→ The task
Scan the entries that follow and copy out every line containing "magenta".

→ The records
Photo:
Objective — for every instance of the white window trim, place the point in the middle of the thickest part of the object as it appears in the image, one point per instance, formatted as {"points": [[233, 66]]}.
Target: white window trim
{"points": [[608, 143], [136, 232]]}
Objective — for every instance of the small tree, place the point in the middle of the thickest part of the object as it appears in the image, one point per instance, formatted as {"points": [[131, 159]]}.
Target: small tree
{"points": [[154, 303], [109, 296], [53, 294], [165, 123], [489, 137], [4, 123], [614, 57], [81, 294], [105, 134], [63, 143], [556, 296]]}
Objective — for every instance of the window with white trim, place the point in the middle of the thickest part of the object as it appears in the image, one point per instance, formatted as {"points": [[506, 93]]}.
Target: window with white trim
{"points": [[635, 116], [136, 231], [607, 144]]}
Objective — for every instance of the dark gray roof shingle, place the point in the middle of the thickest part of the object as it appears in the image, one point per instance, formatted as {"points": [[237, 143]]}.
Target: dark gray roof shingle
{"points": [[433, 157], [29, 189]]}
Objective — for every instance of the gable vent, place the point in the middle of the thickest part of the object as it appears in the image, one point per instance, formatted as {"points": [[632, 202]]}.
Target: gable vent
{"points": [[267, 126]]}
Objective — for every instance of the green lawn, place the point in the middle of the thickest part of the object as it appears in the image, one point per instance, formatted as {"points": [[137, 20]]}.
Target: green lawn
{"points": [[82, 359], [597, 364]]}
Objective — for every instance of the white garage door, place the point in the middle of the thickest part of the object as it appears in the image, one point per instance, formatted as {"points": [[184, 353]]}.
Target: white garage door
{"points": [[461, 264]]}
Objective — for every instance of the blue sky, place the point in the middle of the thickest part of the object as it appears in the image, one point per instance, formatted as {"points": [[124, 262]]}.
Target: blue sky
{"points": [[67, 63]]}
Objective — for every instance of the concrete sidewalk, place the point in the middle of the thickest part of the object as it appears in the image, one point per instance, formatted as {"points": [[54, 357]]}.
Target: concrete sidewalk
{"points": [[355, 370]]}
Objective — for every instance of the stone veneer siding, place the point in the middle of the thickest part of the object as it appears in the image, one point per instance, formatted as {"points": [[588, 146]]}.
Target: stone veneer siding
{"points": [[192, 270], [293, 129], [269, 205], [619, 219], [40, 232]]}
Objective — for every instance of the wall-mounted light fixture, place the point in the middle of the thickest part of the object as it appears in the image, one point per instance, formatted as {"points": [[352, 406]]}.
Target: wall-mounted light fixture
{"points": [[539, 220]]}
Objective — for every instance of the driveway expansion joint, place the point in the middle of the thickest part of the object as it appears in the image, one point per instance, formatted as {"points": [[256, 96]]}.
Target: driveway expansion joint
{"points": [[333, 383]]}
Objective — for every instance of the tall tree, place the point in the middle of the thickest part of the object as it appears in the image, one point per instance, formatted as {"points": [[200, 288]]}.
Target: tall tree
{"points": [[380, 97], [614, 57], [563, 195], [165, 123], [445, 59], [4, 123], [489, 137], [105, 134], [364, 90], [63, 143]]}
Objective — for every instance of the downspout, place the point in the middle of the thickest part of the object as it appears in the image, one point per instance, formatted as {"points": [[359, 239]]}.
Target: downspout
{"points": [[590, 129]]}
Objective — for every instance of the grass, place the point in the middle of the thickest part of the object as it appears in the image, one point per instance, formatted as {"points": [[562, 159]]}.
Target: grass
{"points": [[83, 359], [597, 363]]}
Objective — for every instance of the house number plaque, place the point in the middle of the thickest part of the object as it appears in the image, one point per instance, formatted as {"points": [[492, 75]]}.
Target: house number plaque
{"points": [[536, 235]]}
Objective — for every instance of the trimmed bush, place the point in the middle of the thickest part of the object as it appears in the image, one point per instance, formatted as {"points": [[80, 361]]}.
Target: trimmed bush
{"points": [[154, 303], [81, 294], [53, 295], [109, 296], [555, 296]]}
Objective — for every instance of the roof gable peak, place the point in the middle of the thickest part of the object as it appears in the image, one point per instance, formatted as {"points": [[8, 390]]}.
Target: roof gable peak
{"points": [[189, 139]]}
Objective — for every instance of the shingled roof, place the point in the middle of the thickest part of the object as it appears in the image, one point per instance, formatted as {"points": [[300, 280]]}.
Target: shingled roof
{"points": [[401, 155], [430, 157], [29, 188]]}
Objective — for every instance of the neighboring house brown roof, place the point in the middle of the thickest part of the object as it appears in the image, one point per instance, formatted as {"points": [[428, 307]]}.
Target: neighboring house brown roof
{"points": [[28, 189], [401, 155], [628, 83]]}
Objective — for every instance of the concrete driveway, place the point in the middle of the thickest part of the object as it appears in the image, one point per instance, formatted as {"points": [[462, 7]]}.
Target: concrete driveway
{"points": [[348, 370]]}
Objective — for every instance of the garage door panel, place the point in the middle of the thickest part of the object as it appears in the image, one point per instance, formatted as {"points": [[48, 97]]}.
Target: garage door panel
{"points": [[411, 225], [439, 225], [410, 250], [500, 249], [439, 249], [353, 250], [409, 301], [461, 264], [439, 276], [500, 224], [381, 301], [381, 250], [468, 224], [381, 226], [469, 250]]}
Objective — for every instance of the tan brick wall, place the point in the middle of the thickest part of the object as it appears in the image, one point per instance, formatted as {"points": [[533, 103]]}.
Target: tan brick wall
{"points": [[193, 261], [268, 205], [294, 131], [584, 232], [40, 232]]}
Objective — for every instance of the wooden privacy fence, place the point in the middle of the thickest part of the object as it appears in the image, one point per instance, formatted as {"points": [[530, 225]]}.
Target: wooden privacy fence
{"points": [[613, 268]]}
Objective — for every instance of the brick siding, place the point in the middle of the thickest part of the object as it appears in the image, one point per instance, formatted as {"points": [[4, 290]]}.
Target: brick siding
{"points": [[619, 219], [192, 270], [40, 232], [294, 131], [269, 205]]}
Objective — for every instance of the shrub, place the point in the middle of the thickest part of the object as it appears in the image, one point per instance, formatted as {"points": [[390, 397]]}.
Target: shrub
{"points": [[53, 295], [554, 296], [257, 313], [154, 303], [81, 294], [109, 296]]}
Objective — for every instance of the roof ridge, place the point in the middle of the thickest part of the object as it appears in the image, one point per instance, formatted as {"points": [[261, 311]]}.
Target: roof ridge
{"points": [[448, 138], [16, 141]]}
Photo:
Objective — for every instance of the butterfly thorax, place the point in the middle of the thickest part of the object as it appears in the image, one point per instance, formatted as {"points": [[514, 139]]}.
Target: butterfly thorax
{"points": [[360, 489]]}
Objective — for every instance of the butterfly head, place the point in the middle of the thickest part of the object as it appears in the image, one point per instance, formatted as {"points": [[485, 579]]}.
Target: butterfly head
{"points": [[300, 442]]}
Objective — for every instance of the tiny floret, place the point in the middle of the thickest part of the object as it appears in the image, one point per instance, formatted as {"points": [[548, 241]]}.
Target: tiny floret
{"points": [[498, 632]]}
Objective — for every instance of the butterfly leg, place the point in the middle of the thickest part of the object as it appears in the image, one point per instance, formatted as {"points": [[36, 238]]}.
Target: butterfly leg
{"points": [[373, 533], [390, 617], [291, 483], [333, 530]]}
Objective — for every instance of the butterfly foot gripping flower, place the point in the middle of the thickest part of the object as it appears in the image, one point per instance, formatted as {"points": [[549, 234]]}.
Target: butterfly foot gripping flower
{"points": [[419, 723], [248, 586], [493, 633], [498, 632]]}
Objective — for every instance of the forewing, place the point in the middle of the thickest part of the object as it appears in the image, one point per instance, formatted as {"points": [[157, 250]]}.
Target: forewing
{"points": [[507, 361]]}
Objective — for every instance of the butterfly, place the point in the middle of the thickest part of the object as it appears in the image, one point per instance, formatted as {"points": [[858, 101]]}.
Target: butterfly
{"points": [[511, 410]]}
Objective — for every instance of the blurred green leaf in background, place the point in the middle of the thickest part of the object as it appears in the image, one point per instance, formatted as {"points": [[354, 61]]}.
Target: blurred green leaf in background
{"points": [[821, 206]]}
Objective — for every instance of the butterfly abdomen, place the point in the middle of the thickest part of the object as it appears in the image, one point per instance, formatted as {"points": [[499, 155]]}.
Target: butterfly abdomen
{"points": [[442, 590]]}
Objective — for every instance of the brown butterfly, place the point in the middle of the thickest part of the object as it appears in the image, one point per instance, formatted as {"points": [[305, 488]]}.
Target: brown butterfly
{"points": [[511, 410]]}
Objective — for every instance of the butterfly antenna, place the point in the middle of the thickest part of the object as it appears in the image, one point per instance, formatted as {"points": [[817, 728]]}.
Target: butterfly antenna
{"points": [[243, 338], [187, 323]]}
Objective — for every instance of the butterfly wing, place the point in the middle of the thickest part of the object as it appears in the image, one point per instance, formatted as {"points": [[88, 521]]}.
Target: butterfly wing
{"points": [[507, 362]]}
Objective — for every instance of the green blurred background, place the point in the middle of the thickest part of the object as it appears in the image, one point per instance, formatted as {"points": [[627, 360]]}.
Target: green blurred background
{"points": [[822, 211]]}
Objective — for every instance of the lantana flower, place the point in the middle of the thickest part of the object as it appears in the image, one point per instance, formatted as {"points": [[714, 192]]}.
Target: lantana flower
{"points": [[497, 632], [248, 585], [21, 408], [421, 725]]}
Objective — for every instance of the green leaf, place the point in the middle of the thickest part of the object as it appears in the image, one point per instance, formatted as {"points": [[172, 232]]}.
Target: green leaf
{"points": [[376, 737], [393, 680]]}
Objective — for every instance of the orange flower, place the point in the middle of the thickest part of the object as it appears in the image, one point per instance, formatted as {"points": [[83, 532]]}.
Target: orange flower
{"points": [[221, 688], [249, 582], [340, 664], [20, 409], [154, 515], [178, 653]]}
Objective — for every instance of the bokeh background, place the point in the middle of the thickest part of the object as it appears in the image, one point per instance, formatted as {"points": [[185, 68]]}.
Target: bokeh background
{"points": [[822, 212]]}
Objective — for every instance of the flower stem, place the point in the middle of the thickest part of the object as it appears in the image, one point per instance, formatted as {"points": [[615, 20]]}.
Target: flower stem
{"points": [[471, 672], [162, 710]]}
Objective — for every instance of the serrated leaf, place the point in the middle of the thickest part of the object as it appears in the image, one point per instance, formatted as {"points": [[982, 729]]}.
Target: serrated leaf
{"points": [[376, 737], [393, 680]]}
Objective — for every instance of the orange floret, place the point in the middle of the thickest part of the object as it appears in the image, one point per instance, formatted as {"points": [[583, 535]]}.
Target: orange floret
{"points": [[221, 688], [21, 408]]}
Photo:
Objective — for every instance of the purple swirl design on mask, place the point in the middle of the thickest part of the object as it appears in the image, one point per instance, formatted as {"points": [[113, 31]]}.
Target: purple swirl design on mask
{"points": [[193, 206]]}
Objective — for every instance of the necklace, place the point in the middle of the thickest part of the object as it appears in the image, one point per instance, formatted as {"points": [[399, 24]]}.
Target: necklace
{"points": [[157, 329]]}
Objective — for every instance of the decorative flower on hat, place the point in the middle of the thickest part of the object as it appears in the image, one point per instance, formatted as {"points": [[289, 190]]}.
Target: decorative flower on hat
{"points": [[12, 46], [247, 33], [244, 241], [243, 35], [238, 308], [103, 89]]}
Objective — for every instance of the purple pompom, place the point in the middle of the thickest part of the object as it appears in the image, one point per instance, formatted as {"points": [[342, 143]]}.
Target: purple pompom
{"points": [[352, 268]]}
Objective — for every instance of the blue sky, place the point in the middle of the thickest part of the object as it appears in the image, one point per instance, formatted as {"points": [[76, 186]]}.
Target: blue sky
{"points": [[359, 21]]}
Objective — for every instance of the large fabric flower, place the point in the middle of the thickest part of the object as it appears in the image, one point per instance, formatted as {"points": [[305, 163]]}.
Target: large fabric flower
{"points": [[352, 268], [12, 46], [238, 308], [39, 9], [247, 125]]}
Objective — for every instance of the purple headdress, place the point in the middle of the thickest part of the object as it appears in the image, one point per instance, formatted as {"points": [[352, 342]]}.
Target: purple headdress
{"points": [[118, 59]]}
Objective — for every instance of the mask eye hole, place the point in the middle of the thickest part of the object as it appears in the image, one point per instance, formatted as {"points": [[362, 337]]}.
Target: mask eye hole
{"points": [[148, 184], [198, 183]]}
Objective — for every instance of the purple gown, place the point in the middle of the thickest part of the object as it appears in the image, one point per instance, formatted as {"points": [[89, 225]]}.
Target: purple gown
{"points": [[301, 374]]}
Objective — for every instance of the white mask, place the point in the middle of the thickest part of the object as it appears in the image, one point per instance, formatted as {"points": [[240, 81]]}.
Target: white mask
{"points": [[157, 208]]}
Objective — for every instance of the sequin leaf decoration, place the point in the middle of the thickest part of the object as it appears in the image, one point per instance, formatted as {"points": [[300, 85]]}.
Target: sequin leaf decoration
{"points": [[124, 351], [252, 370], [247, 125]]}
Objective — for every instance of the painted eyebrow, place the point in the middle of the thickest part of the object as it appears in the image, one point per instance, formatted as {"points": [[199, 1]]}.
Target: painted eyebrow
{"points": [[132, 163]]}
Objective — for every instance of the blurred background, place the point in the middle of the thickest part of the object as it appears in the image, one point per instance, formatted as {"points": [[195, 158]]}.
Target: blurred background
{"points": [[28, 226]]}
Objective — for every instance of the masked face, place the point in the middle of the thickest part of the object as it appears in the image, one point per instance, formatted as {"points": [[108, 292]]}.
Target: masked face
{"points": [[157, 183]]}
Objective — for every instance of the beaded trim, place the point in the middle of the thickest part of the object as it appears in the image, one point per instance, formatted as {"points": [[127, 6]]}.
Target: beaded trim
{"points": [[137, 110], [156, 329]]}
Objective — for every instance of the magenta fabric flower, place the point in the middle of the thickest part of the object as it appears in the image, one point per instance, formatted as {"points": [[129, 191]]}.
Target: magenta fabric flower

→ Task response
Objective — for every instance of the magenta fabric flower, place the point in the middle of the thickest part of the object as it appears in the image, one point per instance, formatted as {"points": [[129, 191]]}.
Target: magenta fabric flower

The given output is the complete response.